◆ Tekstfragment:
Wat is het ergste dat zou kunnen gebeuren?
Bijna precies 10 jaar geleden
zat ik in een onderzoeksruimte
die veel te koud was
te wachten op de ontmoeting
met mijn nieuwe oncoloog.
Ik was doodsbang.
Ook al zat mijn toenmalige partner
vlak naast me,
ik voelde me helemaal alleen.
Ik was net gediagnosticeerd
met borstkanker,
en op dat moment leek het erop
dat een enkele heldere vlek
op een scan van mijn rechterlong
betekende dat de kanker al was uitgezaaid.
Ik had uitgezaaide borstkanker.
Ik had op dit moment
geen medische opleiding,
maar ik wist wat dat betekende
als het waar was:
ongeneeslijke borstkanker.

◆ Geselecteerde gegevens:
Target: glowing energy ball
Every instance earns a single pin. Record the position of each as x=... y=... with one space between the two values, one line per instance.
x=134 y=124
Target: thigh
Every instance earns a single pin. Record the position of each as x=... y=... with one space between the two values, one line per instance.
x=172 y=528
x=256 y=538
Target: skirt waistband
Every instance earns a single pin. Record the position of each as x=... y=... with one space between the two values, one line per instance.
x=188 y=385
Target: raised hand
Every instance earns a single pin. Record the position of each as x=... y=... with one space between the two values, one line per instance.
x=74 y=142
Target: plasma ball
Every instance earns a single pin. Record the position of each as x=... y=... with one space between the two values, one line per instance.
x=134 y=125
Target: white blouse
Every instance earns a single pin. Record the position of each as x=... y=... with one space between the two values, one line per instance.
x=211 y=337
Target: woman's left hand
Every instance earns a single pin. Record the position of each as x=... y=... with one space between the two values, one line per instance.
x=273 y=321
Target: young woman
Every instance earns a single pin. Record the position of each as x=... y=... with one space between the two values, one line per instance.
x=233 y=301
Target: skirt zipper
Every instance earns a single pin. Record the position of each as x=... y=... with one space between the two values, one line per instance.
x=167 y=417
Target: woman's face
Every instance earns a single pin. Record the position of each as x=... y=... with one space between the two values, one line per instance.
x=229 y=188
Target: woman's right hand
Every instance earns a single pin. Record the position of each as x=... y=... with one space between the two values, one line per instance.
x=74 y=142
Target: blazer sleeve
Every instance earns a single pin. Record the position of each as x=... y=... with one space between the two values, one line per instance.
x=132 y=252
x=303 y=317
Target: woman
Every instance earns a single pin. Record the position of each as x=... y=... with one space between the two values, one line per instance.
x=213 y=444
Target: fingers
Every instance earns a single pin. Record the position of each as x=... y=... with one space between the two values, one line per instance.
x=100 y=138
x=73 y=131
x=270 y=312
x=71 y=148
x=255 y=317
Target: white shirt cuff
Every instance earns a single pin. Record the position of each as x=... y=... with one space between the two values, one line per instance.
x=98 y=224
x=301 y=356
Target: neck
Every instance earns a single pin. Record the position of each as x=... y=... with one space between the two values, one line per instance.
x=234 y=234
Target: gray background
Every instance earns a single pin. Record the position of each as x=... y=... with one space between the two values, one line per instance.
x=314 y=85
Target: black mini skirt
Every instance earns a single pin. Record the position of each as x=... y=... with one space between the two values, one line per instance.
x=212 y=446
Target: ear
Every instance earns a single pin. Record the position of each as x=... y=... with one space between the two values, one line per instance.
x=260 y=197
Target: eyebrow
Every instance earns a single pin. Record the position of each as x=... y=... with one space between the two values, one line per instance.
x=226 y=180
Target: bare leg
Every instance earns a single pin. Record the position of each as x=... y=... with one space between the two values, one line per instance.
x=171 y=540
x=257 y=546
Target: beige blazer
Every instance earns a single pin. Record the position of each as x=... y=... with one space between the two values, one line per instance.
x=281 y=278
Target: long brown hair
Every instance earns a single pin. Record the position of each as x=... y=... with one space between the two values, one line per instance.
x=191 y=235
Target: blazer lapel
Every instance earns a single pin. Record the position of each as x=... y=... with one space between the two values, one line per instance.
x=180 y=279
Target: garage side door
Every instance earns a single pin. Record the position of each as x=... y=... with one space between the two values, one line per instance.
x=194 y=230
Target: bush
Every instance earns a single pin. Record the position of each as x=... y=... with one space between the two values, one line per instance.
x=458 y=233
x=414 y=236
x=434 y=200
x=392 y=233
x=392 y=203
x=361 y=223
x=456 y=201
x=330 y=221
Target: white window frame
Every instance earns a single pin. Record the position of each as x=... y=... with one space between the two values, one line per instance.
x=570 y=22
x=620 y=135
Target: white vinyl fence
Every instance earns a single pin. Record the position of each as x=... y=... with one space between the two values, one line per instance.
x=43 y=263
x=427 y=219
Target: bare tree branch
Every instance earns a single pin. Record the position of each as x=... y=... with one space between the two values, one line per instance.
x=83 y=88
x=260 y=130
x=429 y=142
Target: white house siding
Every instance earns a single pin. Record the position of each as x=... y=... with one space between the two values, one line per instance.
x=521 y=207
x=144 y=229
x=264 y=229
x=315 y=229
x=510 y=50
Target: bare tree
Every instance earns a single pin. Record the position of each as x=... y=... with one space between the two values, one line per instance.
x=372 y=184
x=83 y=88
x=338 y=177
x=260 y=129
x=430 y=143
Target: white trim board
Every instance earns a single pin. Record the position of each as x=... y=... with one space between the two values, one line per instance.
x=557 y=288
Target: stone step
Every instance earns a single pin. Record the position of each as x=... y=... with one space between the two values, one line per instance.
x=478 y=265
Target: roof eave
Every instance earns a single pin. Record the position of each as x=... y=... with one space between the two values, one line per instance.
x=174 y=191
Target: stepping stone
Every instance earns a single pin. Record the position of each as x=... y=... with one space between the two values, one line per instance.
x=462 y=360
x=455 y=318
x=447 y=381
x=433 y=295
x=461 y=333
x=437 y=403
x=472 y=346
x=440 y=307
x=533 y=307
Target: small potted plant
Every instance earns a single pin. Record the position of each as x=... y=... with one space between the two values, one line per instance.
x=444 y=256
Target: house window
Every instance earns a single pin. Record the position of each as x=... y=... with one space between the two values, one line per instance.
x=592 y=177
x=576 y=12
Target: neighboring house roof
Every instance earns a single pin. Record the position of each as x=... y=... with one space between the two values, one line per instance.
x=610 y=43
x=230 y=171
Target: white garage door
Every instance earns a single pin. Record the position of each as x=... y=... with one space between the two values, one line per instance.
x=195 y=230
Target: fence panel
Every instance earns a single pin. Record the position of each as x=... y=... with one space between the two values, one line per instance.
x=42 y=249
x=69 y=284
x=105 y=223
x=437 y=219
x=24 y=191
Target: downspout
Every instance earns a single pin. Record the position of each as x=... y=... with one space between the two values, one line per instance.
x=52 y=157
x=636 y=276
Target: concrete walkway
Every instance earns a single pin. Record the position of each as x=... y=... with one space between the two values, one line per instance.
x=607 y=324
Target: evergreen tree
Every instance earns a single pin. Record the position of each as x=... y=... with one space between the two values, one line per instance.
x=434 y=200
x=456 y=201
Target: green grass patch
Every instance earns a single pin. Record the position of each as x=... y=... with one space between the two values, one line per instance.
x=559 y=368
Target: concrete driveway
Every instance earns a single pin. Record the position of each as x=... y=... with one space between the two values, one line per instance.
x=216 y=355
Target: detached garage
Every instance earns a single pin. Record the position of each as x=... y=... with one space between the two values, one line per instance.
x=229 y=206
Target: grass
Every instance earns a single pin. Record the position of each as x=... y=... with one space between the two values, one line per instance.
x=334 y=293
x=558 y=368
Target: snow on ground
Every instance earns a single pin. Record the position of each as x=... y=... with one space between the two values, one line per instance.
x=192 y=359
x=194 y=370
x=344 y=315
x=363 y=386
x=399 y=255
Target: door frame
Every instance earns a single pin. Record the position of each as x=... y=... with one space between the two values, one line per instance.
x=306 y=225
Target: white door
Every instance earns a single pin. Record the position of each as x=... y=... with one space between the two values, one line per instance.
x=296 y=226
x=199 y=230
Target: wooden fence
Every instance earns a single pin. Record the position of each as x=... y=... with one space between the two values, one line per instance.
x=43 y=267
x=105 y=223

◆ Over deze opdracht: Geef uit het tekstfragment alles van "Wat is het ergste" tot en met "mijn nieuwe oncoloog." ongewijzigd terug. De gegevens zijn voor deze opdracht niet vereist.

◆ Schriftelijk antwoord:
Wat is het ergste dat zou kunnen gebeuren?
Bijna precies 10 jaar geleden
zat ik in een onderzoeksruimte
die veel te koud was
te wachten op de ontmoeting
met mijn nieuwe oncoloog.